▶ **GOAL**
Could you rescale the listing starting at the line containing "Would you mind marking the white window" and ending at the line containing "Query: white baseboard", reproducing every line including the requests, with each answer coordinate multiplied by 2.1 and rounded to a whole number (halves up)? Leave the sample coordinates inside the requests unchanged, and return only those lines.

▶ **DATA ENTRIES**
-=-=-

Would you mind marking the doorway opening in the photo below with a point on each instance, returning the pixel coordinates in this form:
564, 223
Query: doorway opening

-=-=-

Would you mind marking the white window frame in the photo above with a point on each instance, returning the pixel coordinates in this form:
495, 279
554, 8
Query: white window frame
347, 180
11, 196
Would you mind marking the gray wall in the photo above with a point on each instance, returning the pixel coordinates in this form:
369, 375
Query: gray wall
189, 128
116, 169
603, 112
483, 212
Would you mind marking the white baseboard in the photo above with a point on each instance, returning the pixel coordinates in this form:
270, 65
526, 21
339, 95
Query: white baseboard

-=-=-

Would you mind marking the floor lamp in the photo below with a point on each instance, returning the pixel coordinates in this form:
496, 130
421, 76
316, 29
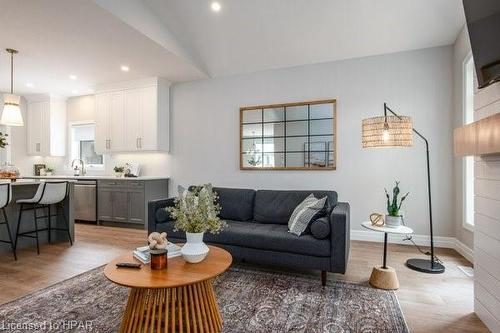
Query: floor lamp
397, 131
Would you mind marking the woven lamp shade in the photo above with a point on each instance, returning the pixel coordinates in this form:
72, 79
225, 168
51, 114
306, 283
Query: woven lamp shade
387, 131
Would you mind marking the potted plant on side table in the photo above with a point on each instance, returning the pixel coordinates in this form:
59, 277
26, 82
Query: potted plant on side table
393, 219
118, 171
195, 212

-=-=-

▶ **FINISHED TASK**
Would you mind marking the white window frame in the photo above with a point on each instance, returning the pixel coordinates in this form:
495, 279
554, 8
Query: white window frame
729, 378
23, 412
Would you mind marking the gray wall in the photo above with a point on each instance, returning the pixel coordinates in this form:
369, 375
Query: gray wall
397, 269
244, 355
1266, 235
1014, 445
Would you mind marking the white baseboard in the photo above with a point on each instance, returning the pixel coordinates in this form:
270, 65
526, 21
339, 95
Query: white baseboard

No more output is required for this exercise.